======== Input rows
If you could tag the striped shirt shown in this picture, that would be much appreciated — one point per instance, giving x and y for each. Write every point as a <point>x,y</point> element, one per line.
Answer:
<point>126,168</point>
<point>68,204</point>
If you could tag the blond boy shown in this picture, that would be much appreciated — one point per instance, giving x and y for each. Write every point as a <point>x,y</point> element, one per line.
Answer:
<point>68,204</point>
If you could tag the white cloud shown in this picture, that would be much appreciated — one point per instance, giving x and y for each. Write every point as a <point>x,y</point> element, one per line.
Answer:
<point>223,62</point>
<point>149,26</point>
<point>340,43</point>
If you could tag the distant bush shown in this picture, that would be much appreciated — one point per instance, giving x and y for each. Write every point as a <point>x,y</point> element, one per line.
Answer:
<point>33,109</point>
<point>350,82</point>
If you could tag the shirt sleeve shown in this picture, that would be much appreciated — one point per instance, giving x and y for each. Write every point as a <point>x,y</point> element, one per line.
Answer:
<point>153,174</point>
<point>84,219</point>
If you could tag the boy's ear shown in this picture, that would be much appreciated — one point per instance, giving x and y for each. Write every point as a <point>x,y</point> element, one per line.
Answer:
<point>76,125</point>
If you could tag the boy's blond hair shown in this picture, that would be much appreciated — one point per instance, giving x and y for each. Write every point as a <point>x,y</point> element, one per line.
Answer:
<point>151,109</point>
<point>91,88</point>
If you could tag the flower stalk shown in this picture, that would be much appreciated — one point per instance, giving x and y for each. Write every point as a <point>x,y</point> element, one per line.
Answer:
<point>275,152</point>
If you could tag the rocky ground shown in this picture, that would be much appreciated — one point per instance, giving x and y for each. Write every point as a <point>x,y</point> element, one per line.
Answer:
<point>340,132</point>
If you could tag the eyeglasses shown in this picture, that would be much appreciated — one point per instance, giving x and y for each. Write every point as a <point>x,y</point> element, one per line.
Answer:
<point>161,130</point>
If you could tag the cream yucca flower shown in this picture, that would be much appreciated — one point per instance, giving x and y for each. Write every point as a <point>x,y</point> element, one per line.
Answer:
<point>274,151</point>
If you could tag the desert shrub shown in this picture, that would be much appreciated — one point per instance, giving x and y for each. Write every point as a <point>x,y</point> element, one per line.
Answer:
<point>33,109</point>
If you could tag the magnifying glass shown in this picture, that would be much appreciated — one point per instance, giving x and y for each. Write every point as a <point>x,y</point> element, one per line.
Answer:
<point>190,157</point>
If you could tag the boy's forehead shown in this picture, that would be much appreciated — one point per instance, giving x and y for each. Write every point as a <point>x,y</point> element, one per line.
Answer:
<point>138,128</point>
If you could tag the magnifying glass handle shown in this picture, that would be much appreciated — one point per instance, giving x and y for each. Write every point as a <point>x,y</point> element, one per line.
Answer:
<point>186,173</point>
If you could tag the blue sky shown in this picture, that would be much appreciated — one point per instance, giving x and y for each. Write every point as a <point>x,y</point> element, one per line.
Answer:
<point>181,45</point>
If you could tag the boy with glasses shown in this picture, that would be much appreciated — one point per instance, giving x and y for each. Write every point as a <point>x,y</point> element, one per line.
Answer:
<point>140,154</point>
================
▶ Task prompt: Reproduce all of the entries above, substituting "greatly appreciated" for every occurrence of "much appreciated" and leaving everything else unchanged.

▶ Worked answer:
If you could tag the striped shirt shown in this picture, that would be greatly appreciated — one point per instance, giving x and y for each. Write every point as a <point>x,y</point> element, one per line.
Answer:
<point>126,168</point>
<point>68,204</point>
If you could tag the blond boy shown in this picture, that would be greatly appreciated — one point per instance, giving x and y for each. Write every point as a <point>x,y</point> element, one per line.
Answer:
<point>68,204</point>
If you could tag the white cloud shown in this picture, that would be greatly appreciated — one point per instance, giving x and y for each. Write every point as a <point>x,y</point> element, one per line.
Answer:
<point>223,62</point>
<point>149,26</point>
<point>340,43</point>
If you could tag the distant bush shown in this picture, that would be greatly appreciated — one point per instance, giving x and y for each. Write every point as a <point>x,y</point> element, one per line.
Answer:
<point>33,109</point>
<point>350,82</point>
If you could tag the shirt sleeve shown in this picture, that would be greatly appreciated — one point per instance, giving x and y for each. Write every point as a <point>x,y</point> element, one per line.
Answer:
<point>153,174</point>
<point>84,219</point>
If you could tag the boy's ear shown in this picture, that would be greatly appreciated — one point per instance, giving x and y for each. Write every point as a <point>x,y</point> element, one per line.
Answer:
<point>76,125</point>
If you could tag the boy's blond hair shown in this picture, that would be greatly appreciated — one point per instance, giving x and y for each. Write every point as a <point>x,y</point> element, one per line.
Answer:
<point>151,109</point>
<point>91,88</point>
If you could tag the flower stalk shown in this picture, that would be greatly appreciated — one point per instance, giving x and y for each. Write every point as a <point>x,y</point> element, one per line.
Answer:
<point>275,152</point>
If you could tag the rocky ground shown in this picture, that would be greatly appreciated — one point per instance, giving x and y for each. Write every point as a <point>x,y</point> element, one per line.
Answer:
<point>340,132</point>
If you could tag the eyeglasses shown in this picture, that would be greatly appreciated — one point per instance, giving x and y for each. Write every point as a <point>x,y</point> element, one per line.
Answer:
<point>161,130</point>
If you could tag the cream yucca flower shown in this picture, that would be greatly appreciated — one point per instance, giving x and y for each. Write every point as a <point>x,y</point> element, one per line.
Answer:
<point>274,151</point>
If you could tag the desert shrub shown in this picture, that would be greatly appreciated — one point per instance, giving x and y for each. Write every point as a <point>x,y</point> element, one per line.
Answer:
<point>33,109</point>
If you could tag the magnifying glass shown in this picture, that would be greatly appreciated — one point per instance, giving x and y for each. Write every point as a <point>x,y</point> element, one per line.
Answer:
<point>190,157</point>
If you could tag the boy's forehead shown in this picture, that would be greatly appreciated — one point per instance, giving x and y for each. Write every point as a <point>x,y</point> element, one per line.
Answer:
<point>138,128</point>
If you could tag the magnifying glass handle shown in this picture, that would be greatly appreciated — one point per instance, giving x and y for each. Write every point as a <point>x,y</point> element, one per line.
Answer:
<point>186,173</point>
If you could tag the blue sky shown in this picture, that would be greatly appreciated — one point per instance, giving x and y for each. Write every point as a <point>x,y</point> element, one per line.
Answer:
<point>181,45</point>
If you could tag the boy with glasses shown in this picture, that would be greatly appreciated — one point per instance, giving x and y for each. Write every point as a <point>x,y</point> element, one per line.
Answer:
<point>140,154</point>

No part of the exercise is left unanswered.